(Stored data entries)
■ ■ ■ ■

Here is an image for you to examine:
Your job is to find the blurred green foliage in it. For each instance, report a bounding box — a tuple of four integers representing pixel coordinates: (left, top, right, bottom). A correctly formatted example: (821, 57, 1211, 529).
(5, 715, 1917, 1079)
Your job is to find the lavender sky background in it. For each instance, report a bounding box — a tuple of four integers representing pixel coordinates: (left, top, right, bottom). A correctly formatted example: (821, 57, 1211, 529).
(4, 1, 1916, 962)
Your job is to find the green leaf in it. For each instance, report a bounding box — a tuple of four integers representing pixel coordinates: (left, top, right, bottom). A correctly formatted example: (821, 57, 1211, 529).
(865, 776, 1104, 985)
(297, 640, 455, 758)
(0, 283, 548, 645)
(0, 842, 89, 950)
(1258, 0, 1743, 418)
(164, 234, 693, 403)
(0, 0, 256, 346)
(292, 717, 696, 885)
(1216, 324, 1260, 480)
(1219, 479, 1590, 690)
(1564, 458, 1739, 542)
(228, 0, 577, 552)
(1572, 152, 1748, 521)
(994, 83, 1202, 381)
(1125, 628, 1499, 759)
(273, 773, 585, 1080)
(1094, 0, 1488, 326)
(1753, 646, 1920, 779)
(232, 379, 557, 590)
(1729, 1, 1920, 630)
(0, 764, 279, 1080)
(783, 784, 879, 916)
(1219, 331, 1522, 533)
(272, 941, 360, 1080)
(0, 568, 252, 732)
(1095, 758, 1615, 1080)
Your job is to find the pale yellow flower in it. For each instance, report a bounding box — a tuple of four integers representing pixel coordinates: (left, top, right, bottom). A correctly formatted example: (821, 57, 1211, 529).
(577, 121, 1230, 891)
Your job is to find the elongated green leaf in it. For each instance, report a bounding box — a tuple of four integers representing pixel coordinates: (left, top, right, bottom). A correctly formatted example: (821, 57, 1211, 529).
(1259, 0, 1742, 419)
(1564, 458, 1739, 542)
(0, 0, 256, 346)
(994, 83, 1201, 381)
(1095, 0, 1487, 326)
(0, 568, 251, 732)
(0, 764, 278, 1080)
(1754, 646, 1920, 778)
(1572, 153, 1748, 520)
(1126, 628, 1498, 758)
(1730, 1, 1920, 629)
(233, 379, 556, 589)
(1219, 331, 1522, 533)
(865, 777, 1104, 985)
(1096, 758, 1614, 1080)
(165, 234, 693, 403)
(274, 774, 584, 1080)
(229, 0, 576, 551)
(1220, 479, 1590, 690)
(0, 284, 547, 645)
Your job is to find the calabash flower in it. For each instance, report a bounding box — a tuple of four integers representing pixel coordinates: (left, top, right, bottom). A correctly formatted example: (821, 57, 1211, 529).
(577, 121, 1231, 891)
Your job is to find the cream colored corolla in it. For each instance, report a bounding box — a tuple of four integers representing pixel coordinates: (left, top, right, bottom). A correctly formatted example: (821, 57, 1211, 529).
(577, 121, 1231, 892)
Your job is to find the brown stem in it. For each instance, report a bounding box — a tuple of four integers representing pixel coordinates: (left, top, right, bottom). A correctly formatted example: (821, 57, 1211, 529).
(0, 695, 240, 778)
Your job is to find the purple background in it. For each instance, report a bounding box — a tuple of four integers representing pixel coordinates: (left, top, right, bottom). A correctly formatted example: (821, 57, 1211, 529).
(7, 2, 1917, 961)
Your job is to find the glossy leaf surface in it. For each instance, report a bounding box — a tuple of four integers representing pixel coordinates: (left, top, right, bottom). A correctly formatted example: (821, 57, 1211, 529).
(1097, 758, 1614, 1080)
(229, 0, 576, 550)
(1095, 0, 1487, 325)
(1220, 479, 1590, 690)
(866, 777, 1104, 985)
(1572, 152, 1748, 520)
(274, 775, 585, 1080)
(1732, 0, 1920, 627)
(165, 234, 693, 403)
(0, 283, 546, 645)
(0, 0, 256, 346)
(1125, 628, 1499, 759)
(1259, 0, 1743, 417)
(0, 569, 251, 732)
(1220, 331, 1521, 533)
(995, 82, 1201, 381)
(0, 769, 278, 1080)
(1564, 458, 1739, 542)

■ ■ ■ ■

● **Work required**
Each of the records should be retyped exactly.

● **Solution for this problem**
Here is an image for you to examine:
Your job is to find the blurred green foliage in it. For each instance, report a bounding box — a tuple of four integers representing pixel coordinates: (left, top, right, bottom). A correctly formatted example: (821, 57, 1211, 529).
(5, 715, 1917, 1079)
Your job is to find the lavender sky background in it. For each instance, report a bounding box — a tuple of four integers representing pixel coordinates: (left, top, right, bottom). A correctly formatted example: (821, 57, 1211, 529).
(4, 1, 1916, 962)
Your job is to find the green leaf in it. For each instance, report a bounding box — a tuple of four integers representing pixel coordinates: (left, top, right, bottom). A correctly formatted example: (821, 57, 1211, 529).
(865, 776, 1104, 985)
(297, 640, 455, 758)
(0, 283, 548, 645)
(0, 842, 89, 950)
(1258, 0, 1743, 418)
(164, 234, 693, 403)
(0, 0, 256, 346)
(292, 717, 696, 885)
(1216, 324, 1260, 480)
(1219, 479, 1590, 690)
(1564, 458, 1739, 542)
(228, 0, 577, 552)
(1572, 152, 1748, 521)
(994, 83, 1202, 381)
(1125, 628, 1499, 759)
(273, 773, 585, 1080)
(1094, 0, 1488, 326)
(1753, 646, 1920, 779)
(232, 379, 557, 590)
(1729, 1, 1920, 630)
(0, 764, 279, 1080)
(783, 784, 879, 916)
(1219, 331, 1522, 533)
(272, 941, 360, 1080)
(0, 568, 252, 732)
(1095, 758, 1615, 1080)
Your job is to find the pale yellow flower in it. For each instance, report a bounding box — a tuple of four integers representing pixel coordinates: (left, top, right, bottom). A correctly formatted example: (821, 57, 1211, 529).
(577, 121, 1230, 891)
Your job is to find the elongated green leaf in it. For each instance, report a bounding box — a tuple of four integers representing pixel coordinates: (left, top, right, bottom). A correctly formatted example: (821, 57, 1211, 529).
(1259, 0, 1742, 419)
(1564, 458, 1739, 542)
(0, 0, 256, 346)
(994, 83, 1201, 381)
(1095, 0, 1487, 326)
(0, 568, 251, 732)
(0, 764, 278, 1080)
(1754, 646, 1920, 778)
(1572, 153, 1748, 520)
(1126, 628, 1498, 758)
(1730, 1, 1920, 629)
(233, 379, 556, 589)
(1219, 331, 1522, 533)
(865, 777, 1104, 985)
(1096, 758, 1614, 1080)
(165, 234, 693, 403)
(274, 774, 584, 1080)
(229, 0, 576, 551)
(1220, 479, 1590, 690)
(0, 284, 547, 645)
Your job is to find the calabash flower in it. For each instance, report a bounding box — a tuple of four integers representing pixel coordinates: (left, top, right, bottom). A correctly formatted example: (821, 57, 1211, 529).
(577, 121, 1231, 891)
Your job is to find the cream colored corolla in it. For each instance, report a bounding box — a tuple of four integers representing pixel coordinates: (left, top, right, bottom). A correctly formatted example: (821, 57, 1211, 529).
(577, 121, 1231, 892)
Your job is to find the brown stem in it. For each instance, report a bounding box — a tuple of four integers representing pixel coordinates: (left, top, right, bottom). A correctly formatted example: (821, 57, 1211, 529).
(0, 695, 240, 778)
Your job is to find the purple background in it. For each instance, report a bounding box — a tuple of four integers representing pixel coordinates: (left, top, right, bottom). A correctly formatted example: (821, 57, 1211, 529).
(7, 2, 1917, 961)
Your job is to find the glossy leaf surface in it. For each instance, report a bounding box — a tuple of four integers representing pixel coordinates: (left, top, right, bottom). A correctly formatted example: (821, 57, 1211, 529).
(1097, 758, 1614, 1080)
(229, 0, 576, 550)
(1095, 0, 1487, 325)
(1220, 479, 1590, 690)
(866, 777, 1104, 985)
(1572, 152, 1748, 520)
(274, 775, 585, 1080)
(1732, 0, 1920, 627)
(165, 234, 693, 403)
(0, 283, 546, 645)
(0, 0, 256, 346)
(1125, 628, 1499, 759)
(1259, 0, 1743, 417)
(0, 569, 251, 732)
(1220, 331, 1521, 533)
(995, 82, 1201, 381)
(0, 769, 278, 1080)
(1564, 458, 1739, 542)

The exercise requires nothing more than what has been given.